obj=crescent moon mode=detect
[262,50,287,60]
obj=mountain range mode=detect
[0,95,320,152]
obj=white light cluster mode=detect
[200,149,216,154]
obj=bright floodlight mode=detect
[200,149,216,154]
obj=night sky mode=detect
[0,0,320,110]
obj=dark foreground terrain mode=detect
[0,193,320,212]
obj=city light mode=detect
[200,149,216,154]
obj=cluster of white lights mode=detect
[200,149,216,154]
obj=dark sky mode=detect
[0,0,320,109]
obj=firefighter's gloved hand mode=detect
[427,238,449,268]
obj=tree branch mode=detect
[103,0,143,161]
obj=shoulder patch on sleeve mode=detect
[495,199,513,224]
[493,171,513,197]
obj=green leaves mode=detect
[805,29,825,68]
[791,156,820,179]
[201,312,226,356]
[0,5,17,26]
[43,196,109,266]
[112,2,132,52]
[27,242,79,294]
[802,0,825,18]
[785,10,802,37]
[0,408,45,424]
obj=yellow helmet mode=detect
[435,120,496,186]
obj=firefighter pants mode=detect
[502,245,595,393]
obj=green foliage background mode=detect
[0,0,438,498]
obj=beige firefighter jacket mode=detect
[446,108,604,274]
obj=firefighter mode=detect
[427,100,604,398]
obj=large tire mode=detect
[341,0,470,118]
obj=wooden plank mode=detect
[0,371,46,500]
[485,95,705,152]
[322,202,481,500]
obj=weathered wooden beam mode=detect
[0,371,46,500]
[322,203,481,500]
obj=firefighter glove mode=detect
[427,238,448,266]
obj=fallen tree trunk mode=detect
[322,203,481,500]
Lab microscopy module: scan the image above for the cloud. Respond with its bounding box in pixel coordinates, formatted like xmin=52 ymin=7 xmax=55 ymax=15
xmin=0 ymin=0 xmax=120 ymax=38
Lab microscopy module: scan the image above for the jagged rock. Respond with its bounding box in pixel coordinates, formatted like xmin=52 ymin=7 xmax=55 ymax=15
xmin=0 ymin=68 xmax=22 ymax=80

——

** Instructions to follow **
Copy out the entries above word for word, beginning with the line that contains "obj=shoulder patch on sleeve mode=detect" and continuing through the line that contains "xmin=0 ymin=0 xmax=120 ymax=38", both included.

** Response **
obj=shoulder patch on sleeve mode=detect
[495,199,513,224]
[493,171,513,197]
obj=green leaves mode=detect
[805,29,825,68]
[791,156,820,179]
[201,312,226,356]
[0,5,17,26]
[43,196,109,266]
[112,2,132,52]
[27,242,79,294]
[802,0,825,18]
[785,10,802,37]
[0,408,45,424]
obj=yellow helmet mode=detect
[435,120,496,186]
obj=firefighter pants mode=detect
[502,245,595,393]
obj=green foliage background mode=detect
[0,0,438,498]
obj=beige firefighter jacket mode=detect
[446,108,604,274]
obj=firefighter mode=detect
[427,100,604,398]
obj=large tire mode=detect
[341,0,470,118]
obj=wooden plank mode=detect
[0,371,46,500]
[485,95,705,152]
[322,202,481,500]
obj=weathered wooden beam mode=detect
[0,371,46,500]
[322,203,481,500]
obj=firefighter glove mode=detect
[427,238,448,266]
obj=fallen tree trunk mode=detect
[322,203,481,500]
Lab microscopy module: scan the image above for the cloud. Respond with its bounding box in pixel coordinates, formatted like xmin=52 ymin=7 xmax=55 ymax=15
xmin=0 ymin=0 xmax=120 ymax=38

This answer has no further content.